- [Exercise directions]:
The string "ocean" may appear in lines of the entries below. Report how many lines hold it, with only the number.

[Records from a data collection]
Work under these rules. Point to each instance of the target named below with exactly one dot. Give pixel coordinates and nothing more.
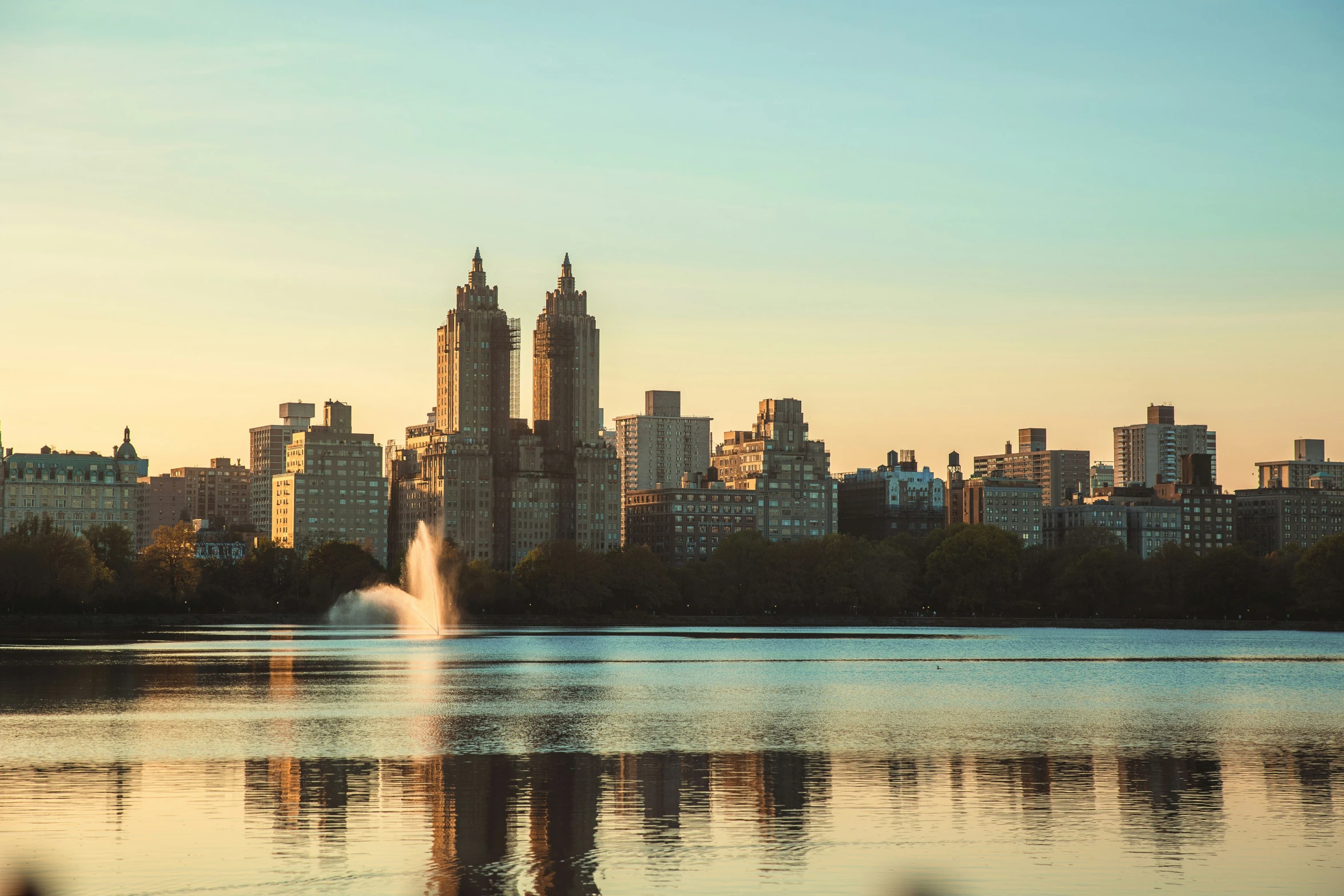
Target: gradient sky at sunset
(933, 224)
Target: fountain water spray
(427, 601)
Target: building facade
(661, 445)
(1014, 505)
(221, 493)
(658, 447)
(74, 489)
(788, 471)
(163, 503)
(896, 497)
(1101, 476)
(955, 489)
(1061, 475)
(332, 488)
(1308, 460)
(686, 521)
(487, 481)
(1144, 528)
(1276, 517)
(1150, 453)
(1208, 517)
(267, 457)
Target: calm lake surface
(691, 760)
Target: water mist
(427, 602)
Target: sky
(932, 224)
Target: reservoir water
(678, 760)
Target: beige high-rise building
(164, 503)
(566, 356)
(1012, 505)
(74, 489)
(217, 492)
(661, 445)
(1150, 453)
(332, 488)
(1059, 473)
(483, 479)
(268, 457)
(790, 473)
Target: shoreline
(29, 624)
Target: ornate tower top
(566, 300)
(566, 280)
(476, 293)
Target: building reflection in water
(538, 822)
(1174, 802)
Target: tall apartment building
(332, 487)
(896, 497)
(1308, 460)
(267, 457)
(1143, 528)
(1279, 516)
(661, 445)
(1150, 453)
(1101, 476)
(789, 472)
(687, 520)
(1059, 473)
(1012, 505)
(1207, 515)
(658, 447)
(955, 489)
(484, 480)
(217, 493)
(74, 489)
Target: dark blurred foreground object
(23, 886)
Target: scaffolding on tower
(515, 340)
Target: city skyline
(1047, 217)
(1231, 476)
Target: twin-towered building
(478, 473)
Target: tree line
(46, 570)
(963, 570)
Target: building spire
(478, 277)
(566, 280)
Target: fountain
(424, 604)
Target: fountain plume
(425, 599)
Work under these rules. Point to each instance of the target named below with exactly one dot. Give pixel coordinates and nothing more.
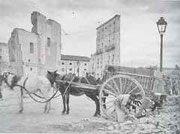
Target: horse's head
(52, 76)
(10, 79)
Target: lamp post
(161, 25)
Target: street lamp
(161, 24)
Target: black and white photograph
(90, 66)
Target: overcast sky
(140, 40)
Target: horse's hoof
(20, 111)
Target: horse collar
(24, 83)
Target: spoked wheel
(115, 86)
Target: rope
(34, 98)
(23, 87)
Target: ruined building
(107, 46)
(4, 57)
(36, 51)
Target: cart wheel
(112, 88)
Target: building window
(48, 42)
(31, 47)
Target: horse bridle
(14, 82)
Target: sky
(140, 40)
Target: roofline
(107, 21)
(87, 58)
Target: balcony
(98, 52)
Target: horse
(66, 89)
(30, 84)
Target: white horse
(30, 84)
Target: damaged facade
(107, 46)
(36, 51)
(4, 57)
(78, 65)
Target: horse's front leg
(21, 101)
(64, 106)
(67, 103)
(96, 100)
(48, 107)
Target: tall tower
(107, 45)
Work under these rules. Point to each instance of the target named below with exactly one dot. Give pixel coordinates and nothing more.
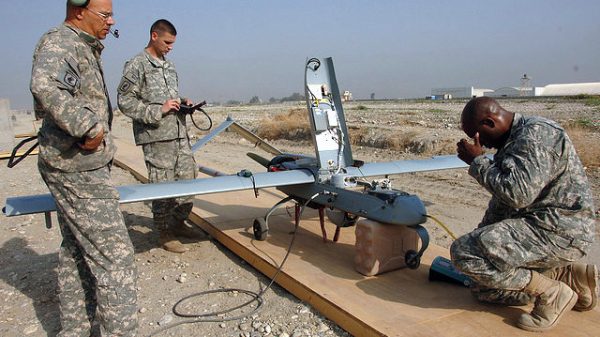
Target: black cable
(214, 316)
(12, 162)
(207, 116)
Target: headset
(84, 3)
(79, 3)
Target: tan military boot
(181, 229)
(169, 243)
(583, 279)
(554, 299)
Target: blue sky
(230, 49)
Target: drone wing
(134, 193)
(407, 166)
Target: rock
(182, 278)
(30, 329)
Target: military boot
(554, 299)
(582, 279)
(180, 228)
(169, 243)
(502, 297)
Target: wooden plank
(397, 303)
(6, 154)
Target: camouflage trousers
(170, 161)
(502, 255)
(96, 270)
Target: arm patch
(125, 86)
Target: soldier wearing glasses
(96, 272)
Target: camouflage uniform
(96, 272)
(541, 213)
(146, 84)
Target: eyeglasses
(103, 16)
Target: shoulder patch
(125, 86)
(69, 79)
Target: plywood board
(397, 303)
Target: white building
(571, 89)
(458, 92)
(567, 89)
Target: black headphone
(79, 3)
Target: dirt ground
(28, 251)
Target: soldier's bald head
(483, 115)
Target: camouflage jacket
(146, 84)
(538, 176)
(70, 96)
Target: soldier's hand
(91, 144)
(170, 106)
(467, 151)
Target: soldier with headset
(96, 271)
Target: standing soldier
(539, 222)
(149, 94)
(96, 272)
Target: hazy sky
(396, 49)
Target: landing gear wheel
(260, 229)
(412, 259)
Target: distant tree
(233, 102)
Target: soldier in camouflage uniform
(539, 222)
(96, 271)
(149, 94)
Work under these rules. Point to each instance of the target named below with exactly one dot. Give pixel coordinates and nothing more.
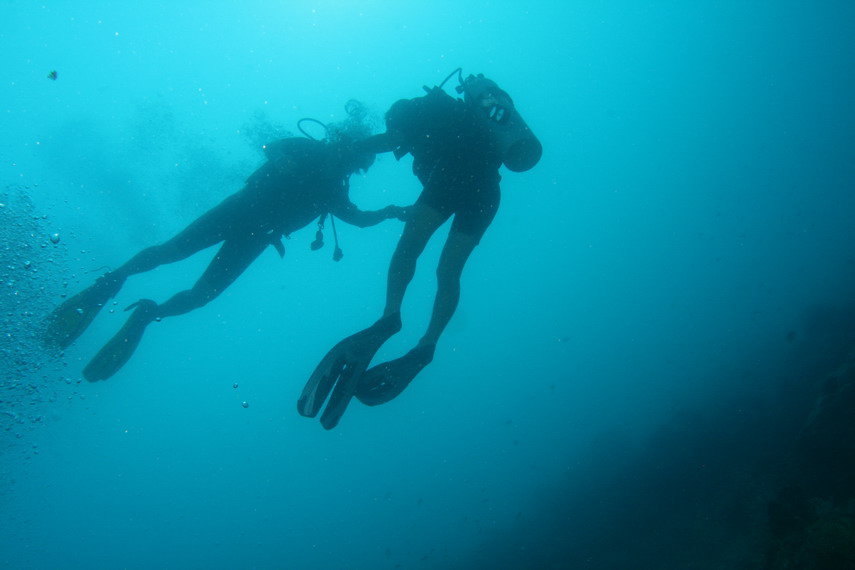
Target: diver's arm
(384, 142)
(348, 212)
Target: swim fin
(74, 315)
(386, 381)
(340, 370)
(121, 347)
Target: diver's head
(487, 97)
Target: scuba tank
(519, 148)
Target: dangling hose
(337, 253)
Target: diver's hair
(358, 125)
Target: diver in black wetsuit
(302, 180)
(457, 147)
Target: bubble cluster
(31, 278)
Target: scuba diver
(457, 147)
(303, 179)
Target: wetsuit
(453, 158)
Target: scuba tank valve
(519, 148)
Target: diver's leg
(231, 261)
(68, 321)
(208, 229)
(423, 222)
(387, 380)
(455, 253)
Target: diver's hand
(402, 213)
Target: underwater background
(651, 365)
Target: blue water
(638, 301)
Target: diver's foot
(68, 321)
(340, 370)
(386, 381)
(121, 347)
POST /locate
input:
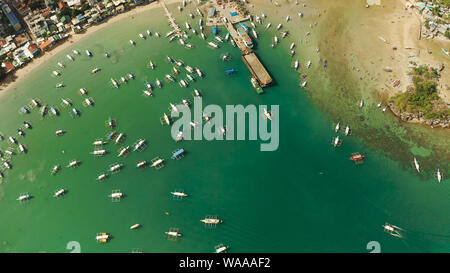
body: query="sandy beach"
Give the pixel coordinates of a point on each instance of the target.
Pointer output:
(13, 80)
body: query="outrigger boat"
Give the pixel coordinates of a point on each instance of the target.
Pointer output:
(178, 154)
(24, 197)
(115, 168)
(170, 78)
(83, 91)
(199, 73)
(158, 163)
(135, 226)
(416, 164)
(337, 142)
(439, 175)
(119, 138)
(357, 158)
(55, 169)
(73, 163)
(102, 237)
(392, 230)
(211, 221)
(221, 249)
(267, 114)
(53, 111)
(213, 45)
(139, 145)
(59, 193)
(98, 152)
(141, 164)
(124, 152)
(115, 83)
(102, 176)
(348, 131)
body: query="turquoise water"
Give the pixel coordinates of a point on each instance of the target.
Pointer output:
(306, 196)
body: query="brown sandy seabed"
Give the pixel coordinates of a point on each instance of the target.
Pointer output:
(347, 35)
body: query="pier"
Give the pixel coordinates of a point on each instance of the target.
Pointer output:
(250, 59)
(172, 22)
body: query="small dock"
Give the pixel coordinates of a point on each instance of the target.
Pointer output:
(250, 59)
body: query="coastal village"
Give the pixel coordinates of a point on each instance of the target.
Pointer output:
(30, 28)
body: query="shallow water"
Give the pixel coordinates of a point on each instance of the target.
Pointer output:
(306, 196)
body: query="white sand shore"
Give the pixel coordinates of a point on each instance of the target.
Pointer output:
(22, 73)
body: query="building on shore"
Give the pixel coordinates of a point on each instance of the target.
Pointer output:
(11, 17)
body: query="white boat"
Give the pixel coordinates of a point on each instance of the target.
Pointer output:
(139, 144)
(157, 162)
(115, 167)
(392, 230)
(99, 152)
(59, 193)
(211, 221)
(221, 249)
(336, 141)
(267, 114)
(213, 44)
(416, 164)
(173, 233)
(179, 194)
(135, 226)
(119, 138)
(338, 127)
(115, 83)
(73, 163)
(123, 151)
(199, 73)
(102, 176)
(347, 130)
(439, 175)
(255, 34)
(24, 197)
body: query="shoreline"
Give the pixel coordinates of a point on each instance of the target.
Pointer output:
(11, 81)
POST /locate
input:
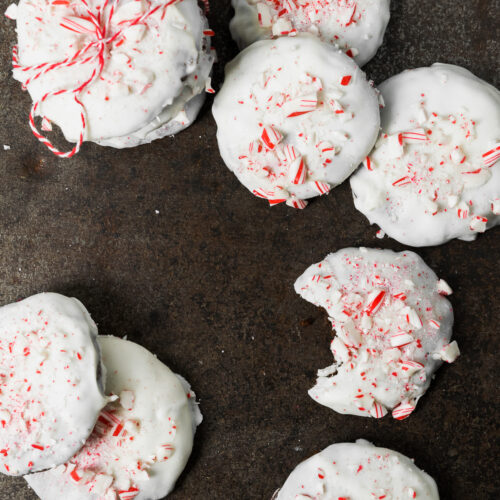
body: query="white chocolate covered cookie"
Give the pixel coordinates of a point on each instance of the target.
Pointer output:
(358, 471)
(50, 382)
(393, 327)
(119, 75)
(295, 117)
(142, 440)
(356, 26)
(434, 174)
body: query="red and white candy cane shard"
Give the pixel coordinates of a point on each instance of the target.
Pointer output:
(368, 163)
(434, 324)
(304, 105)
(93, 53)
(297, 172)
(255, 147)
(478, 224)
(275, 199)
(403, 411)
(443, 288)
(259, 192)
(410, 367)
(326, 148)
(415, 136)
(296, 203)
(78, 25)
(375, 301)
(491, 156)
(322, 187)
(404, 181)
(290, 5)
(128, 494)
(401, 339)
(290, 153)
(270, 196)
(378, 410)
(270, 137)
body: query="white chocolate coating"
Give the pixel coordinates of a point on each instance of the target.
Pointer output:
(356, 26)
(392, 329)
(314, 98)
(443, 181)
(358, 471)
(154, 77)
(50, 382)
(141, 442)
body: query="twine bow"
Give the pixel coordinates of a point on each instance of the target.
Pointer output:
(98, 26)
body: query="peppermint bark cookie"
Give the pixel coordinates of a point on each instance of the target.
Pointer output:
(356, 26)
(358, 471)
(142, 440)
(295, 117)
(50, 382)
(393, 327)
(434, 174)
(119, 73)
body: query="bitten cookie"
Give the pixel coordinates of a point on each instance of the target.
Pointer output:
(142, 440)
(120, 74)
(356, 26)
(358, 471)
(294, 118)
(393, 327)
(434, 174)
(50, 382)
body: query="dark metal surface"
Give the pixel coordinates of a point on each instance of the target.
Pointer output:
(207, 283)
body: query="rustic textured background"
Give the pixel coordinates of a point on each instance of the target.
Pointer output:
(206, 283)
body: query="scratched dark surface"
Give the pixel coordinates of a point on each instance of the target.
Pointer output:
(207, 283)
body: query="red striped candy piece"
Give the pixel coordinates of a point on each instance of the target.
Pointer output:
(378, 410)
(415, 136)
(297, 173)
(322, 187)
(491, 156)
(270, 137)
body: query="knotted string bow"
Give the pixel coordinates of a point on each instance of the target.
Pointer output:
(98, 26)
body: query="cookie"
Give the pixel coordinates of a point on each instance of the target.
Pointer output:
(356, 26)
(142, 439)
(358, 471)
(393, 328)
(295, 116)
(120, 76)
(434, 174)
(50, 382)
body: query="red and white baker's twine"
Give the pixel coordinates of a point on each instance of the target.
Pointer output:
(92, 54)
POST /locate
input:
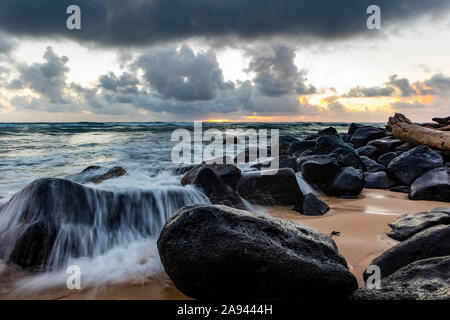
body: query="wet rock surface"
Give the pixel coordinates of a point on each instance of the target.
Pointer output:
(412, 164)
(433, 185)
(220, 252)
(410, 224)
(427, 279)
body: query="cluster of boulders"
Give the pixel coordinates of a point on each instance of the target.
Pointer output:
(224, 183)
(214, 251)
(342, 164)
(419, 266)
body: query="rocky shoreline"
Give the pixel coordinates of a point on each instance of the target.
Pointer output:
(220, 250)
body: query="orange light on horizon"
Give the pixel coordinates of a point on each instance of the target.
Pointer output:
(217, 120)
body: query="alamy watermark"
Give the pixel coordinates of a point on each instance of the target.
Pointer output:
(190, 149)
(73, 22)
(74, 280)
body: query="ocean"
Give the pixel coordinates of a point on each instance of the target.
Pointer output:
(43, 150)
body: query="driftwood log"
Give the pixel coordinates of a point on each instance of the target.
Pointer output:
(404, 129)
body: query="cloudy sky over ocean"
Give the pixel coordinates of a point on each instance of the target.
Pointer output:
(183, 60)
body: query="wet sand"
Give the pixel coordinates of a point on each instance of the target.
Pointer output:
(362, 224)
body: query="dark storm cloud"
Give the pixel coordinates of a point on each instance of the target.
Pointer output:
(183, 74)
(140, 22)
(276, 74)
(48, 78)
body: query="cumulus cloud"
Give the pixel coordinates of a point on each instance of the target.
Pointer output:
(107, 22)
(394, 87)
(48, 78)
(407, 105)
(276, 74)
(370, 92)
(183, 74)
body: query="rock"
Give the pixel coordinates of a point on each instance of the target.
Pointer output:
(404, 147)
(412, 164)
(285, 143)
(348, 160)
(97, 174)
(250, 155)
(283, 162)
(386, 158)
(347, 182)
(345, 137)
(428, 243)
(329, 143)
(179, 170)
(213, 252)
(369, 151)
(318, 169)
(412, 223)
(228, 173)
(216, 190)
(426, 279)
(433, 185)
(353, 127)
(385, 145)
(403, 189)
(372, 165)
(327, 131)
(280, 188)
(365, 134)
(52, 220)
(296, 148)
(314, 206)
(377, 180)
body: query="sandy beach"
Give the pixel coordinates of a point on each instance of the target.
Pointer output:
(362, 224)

- [Answer for the task]:
2